Trecho da página
=======
Cidades violentas

Ruy Castro – Folha de São Paulo

O Rio diariamente sob os holofotes 

Aconteceu neste e nos últimos Carnavais. No Rio, sobre as imagens de tiroteios que se alternam com as da alegria dos blocos nas ruas, a apresentadora do jornal da televisão, grave e severa, noticia os episódios de violência que estão acontecendo na cidade. O cenho franzido sublinha sua locução como um silencioso tsk, tsk. Faz uma pausa e, em tom de meditativa comiseração, encerra com algo como “A situação do Rio…” —e deixa o resto para o telespectador.

De repente, seu rosto se ilumina e ela chama um repórter em Salvador, o qual, em meio a uma multidão em êxtase, tenta se fazer ouvir contra o som avassalador do trio elétrico. No palco, um cantor famoso. A euforia é geral: dos foliões, do cantor, do repórter, da apresentadora. Parecem duas festas diferentes.
=======
Enunciado A
Segundo a crônica sobre cidades violentas, em que cidade está o repórter chamado pela apresentadora?
A crônica e os registros constituem materiais independentes entre si.

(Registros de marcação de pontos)
=======
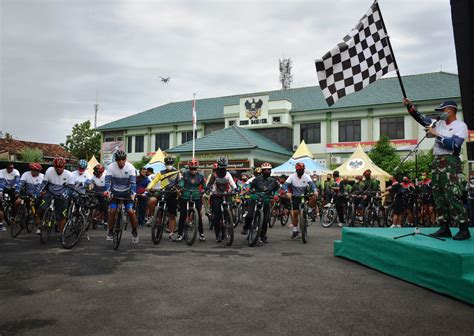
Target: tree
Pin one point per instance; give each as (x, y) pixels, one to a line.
(384, 155)
(83, 141)
(31, 154)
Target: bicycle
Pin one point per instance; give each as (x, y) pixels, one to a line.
(192, 220)
(25, 216)
(49, 221)
(75, 225)
(227, 225)
(303, 218)
(160, 217)
(329, 214)
(119, 221)
(253, 232)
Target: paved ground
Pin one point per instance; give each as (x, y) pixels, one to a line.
(281, 288)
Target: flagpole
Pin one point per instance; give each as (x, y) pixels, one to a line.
(391, 51)
(194, 123)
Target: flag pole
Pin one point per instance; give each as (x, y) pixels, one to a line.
(391, 51)
(194, 124)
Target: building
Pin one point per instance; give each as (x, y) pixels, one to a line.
(285, 117)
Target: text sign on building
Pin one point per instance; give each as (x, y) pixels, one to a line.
(349, 147)
(253, 111)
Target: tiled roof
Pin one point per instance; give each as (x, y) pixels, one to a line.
(231, 138)
(13, 146)
(437, 85)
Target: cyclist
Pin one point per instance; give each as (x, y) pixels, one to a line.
(8, 180)
(30, 182)
(80, 176)
(98, 185)
(296, 185)
(169, 179)
(121, 181)
(54, 186)
(194, 183)
(220, 182)
(268, 185)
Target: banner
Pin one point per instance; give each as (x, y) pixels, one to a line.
(349, 147)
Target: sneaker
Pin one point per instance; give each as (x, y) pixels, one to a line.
(135, 238)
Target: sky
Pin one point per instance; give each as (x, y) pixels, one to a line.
(56, 55)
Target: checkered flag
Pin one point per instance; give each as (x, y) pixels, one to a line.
(363, 57)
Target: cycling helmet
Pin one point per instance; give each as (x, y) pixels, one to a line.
(169, 160)
(266, 165)
(99, 169)
(222, 162)
(120, 155)
(35, 166)
(300, 166)
(59, 162)
(82, 164)
(193, 163)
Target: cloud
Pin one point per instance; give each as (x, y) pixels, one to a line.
(56, 54)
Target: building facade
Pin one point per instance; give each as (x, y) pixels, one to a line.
(288, 116)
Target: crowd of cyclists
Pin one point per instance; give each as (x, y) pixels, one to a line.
(333, 201)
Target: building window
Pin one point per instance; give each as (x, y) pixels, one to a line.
(310, 133)
(139, 143)
(393, 127)
(187, 136)
(129, 144)
(349, 130)
(162, 141)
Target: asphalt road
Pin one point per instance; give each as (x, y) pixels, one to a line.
(283, 288)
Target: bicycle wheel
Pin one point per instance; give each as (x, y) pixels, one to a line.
(73, 229)
(303, 221)
(46, 226)
(191, 227)
(157, 226)
(255, 228)
(19, 222)
(329, 215)
(118, 230)
(228, 228)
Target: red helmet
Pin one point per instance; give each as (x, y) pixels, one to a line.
(98, 169)
(266, 165)
(35, 166)
(300, 166)
(59, 162)
(193, 163)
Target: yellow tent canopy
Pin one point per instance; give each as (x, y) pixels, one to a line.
(158, 157)
(91, 164)
(358, 163)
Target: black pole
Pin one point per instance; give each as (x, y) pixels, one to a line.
(391, 51)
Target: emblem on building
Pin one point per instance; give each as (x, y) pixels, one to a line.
(253, 109)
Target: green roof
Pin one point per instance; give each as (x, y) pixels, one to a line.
(430, 86)
(231, 138)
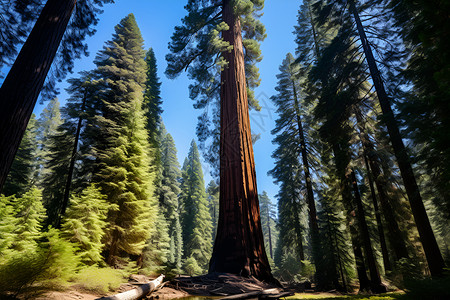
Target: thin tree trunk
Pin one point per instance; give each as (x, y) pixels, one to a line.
(72, 163)
(384, 250)
(375, 278)
(314, 228)
(395, 235)
(364, 282)
(270, 233)
(239, 245)
(430, 246)
(334, 275)
(24, 81)
(298, 231)
(364, 141)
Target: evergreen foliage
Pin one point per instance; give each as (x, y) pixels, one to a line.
(268, 222)
(123, 158)
(196, 220)
(212, 191)
(22, 175)
(168, 194)
(196, 46)
(84, 224)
=======
Enunciado B
Apresente em forma de lista numerada, omitindo as linhas em branco, as linhas dos registros que vão da linha com "Target: thin tree trunk" até o final dos registros, inclusive.

Resposta A
Em Salvador.

Resposta B
1. Target: thin tree trunk
2. Pin one point per instance; give each as (x, y) pixels, one to a line.
3. (72, 163)
4. (384, 250)
5. (375, 278)
6. (314, 228)
7. (395, 235)
8. (364, 282)
9. (270, 233)
10. (239, 245)
11. (430, 246)
12. (334, 275)
13. (24, 81)
14. (298, 231)
15. (364, 141)
16. Target: evergreen foliage
17. Pin one point per instance; give each as (x, y) pixels, one to a line.
18. (268, 222)
19. (123, 158)
20. (196, 220)
21. (212, 191)
22. (22, 175)
23. (168, 194)
24. (196, 46)
25. (84, 224)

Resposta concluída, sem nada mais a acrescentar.